Reproduce each of the following rows verbatim, keeping every line, character, and blank line unchanged.
----- INPUT RECORDS -----
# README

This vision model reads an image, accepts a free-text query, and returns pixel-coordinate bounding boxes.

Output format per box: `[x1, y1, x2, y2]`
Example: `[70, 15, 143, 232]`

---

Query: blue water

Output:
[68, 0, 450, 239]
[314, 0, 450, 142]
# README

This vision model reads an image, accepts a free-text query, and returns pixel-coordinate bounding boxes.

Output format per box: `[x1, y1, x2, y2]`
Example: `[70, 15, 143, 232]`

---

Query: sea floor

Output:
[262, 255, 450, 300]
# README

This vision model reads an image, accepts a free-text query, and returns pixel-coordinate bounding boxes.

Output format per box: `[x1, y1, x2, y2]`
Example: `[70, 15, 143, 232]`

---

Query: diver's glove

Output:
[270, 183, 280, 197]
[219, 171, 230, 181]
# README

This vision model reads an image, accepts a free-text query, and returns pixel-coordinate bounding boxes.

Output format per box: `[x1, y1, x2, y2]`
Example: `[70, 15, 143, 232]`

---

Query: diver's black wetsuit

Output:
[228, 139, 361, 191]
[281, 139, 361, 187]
-----
## RESULT FOR THIS TASK
# README

This vision model reads an image, accepts a free-text query, and returns pixel-coordinate bounding boxes.

Output format per box: `[x1, y1, x2, y2]`
Example: `[70, 15, 143, 232]`

---

Query: blue water

Output:
[68, 0, 450, 239]
[314, 0, 450, 142]
# README

This vision model reads an image, accepts a free-text query, and returns pixel-coordinate bounding boxes.

Output format per box: `[x1, y1, x2, y2]`
Example: `[70, 15, 143, 232]`

---

Query: sea floor

Output:
[262, 255, 450, 300]
# README

This vision model reads an image, accepts a free-text query, and returns pixel-coordinate bounding boxes.

Output format per box: `[x1, y1, x2, y2]`
Example: `[70, 15, 143, 232]`

---

Query: diver's glove

Output:
[270, 183, 280, 197]
[219, 171, 230, 181]
# README

This vision model reads an image, accepts a free-text query, and returns pixel-coordinate bounding boxes.

Output format per box: `[x1, y1, x2, y2]`
Example: `[70, 15, 143, 232]`

---

Query: diver's black wetsuit

Output:
[228, 139, 361, 191]
[281, 139, 361, 187]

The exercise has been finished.